-- begin Data shown --

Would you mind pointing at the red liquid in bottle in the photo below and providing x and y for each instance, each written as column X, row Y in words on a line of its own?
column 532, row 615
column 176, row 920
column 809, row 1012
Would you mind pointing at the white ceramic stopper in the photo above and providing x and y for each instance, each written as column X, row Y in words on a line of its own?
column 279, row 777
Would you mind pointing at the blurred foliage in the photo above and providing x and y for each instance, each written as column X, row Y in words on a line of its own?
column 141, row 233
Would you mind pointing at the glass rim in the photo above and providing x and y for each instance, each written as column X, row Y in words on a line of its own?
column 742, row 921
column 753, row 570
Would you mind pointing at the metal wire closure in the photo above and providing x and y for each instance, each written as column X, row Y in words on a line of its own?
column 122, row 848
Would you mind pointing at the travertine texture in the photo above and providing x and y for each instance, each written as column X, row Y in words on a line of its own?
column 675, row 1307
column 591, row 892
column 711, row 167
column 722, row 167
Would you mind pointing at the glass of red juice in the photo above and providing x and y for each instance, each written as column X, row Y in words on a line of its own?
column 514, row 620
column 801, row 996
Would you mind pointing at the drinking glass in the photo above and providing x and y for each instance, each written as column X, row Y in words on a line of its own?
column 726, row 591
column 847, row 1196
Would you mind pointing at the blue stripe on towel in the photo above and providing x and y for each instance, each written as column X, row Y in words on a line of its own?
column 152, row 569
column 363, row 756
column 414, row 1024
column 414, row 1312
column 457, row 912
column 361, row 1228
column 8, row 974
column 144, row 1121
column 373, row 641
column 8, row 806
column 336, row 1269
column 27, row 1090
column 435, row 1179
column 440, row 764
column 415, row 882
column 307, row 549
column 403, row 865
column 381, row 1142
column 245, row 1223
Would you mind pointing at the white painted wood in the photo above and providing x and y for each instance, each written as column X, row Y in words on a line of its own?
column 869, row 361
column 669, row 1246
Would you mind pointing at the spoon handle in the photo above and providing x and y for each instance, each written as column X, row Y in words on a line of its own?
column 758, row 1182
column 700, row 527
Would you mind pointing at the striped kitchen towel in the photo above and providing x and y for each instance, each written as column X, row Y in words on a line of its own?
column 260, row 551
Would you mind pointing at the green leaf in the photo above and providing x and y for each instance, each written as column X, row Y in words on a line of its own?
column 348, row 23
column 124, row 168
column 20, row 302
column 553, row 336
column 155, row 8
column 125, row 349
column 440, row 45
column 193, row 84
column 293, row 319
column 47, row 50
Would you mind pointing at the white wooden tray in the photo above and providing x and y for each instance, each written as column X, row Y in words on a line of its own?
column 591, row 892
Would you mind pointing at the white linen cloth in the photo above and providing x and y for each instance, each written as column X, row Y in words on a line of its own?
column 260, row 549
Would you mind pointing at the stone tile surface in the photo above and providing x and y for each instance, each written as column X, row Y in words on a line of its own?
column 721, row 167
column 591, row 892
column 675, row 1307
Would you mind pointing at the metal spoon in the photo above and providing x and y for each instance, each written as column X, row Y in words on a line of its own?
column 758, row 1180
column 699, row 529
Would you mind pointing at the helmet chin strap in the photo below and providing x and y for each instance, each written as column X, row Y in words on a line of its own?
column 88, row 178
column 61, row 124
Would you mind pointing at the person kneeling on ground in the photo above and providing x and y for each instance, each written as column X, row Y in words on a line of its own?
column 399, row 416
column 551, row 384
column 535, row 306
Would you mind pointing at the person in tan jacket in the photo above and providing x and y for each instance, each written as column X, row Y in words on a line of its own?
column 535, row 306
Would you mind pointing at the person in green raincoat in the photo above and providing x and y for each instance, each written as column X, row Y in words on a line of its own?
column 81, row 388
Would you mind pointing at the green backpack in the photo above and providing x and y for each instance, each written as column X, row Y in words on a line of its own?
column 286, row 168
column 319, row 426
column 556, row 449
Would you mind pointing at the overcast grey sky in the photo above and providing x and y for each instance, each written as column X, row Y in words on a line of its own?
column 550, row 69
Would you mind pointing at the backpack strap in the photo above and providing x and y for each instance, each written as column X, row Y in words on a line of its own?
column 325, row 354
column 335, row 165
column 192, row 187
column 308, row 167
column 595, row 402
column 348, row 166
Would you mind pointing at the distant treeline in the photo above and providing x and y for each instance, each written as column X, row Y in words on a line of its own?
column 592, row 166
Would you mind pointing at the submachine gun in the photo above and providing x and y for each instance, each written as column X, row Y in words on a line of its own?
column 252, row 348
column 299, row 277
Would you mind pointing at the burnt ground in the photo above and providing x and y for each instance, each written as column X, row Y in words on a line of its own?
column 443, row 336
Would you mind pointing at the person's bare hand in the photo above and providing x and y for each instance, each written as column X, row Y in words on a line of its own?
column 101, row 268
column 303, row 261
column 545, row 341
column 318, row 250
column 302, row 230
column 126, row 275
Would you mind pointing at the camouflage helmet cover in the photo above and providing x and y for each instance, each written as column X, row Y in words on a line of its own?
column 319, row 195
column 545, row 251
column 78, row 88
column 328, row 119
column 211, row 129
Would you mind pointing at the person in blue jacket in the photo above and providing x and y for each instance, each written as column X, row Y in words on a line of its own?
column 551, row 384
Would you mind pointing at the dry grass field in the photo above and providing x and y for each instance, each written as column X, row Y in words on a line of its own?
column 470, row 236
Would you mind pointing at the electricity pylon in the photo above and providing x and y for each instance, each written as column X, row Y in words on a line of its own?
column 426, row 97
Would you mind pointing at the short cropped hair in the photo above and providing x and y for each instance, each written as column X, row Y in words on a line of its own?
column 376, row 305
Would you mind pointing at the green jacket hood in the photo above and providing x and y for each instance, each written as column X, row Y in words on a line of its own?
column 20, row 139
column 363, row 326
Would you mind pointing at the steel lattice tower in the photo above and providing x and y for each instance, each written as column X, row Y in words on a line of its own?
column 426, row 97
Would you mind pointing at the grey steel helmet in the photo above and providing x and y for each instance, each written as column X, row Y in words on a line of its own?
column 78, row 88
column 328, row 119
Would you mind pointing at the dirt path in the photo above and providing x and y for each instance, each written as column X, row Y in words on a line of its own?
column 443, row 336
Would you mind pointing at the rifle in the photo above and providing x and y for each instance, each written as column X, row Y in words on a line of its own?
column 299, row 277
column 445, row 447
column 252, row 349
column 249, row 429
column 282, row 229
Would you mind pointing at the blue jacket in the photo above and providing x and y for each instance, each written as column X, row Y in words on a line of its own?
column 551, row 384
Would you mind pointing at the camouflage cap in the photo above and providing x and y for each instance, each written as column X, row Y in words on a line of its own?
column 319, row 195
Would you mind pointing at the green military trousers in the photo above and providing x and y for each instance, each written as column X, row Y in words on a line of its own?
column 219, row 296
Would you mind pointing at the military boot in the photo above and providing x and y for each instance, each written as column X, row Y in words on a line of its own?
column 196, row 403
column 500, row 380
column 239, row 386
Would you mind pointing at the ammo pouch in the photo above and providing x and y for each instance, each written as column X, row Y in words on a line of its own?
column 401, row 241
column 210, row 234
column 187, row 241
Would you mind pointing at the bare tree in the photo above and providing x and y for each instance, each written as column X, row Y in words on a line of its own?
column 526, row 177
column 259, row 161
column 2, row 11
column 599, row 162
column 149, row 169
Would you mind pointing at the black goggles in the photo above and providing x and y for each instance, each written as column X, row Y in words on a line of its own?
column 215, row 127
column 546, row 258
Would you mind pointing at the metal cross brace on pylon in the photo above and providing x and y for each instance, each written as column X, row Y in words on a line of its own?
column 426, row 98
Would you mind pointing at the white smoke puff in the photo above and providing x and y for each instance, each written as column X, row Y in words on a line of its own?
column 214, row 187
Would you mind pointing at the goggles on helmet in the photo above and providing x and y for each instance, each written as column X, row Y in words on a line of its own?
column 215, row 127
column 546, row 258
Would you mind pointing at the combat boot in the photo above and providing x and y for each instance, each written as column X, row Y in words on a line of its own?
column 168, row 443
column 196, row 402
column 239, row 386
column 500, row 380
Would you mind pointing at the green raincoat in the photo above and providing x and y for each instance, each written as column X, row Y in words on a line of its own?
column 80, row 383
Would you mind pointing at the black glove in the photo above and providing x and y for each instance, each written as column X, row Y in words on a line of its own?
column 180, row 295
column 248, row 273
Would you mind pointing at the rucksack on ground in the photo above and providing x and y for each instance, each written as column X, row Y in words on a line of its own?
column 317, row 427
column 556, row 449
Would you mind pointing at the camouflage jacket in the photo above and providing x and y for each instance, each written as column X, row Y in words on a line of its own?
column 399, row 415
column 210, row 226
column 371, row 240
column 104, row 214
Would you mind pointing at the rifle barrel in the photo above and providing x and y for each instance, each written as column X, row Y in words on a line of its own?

-- end Data shown --

* [Problem to work on] Write out the material word for word, from its first line through the line containing "column 279, row 777", including both.

* [Response below]
Would you mind pointing at the red liquid in bottle in the photo below and providing x and y for each instance, each written as column X, row Y in words on a line of its own?
column 532, row 615
column 176, row 920
column 809, row 1012
Would you mind pointing at the white ceramic stopper in the photo above and providing x and y for each instance, each written as column X, row Y in words on a line of its own?
column 279, row 777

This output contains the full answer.